▸ EXERCISE OBJECTIVE: Read the lines below. Copy out any that hold the string "fingers".

### DATASET ENTRIES

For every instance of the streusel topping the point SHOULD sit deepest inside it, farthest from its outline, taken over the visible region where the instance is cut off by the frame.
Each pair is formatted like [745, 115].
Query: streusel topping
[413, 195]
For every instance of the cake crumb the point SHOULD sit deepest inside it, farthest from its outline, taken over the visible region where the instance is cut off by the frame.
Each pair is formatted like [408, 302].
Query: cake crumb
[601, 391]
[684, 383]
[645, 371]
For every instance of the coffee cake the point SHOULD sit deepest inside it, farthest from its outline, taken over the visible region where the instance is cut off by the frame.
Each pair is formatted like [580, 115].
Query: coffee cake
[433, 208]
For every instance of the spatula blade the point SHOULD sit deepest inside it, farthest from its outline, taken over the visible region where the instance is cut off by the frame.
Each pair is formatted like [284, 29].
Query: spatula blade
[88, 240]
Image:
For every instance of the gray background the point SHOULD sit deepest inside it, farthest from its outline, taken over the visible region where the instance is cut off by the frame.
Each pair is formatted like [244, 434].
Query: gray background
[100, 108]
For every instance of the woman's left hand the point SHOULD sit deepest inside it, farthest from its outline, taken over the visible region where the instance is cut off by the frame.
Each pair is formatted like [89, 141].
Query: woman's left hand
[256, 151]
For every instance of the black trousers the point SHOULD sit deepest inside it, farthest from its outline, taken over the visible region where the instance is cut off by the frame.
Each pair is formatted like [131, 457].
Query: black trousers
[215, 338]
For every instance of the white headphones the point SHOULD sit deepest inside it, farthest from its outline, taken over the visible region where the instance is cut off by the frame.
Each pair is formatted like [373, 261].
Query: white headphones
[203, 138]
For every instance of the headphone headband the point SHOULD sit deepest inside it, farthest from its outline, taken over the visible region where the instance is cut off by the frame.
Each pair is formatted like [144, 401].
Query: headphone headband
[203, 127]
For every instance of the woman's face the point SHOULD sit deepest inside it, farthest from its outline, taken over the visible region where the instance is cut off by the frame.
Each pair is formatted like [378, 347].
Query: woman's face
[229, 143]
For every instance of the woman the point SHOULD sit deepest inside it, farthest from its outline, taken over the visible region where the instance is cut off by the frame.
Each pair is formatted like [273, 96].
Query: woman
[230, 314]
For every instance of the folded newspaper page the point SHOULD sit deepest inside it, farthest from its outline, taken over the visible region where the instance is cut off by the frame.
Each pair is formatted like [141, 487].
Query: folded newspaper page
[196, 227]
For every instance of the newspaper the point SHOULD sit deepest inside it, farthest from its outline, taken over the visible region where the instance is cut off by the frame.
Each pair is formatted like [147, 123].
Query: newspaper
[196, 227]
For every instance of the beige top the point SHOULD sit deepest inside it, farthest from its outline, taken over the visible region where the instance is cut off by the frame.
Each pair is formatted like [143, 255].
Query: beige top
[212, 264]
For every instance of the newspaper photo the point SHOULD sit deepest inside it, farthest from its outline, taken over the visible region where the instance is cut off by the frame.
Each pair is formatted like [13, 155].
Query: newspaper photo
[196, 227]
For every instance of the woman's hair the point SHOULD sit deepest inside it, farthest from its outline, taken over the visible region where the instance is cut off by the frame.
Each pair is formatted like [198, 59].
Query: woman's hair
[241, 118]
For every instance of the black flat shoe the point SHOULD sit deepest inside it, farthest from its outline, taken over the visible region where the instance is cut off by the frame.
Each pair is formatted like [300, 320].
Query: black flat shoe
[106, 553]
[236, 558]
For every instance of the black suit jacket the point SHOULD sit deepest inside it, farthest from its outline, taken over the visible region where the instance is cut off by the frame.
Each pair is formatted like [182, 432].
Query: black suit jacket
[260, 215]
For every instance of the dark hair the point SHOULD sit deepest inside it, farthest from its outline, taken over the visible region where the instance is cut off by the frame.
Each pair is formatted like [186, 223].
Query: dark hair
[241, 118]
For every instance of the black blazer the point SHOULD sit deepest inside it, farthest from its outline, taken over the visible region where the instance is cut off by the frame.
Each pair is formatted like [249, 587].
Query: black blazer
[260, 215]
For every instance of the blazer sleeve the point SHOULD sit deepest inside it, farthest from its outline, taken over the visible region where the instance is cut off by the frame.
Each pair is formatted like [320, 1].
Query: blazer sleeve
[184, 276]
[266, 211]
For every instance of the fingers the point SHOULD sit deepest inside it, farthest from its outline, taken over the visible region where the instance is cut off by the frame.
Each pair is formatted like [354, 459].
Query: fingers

######

▸ RESPONSE:
For every instance of the fingers the point SHOULD sit deepest inside it, farthest from its outline, taken over the visible region where the instance is cut off by the frame.
Query: fingers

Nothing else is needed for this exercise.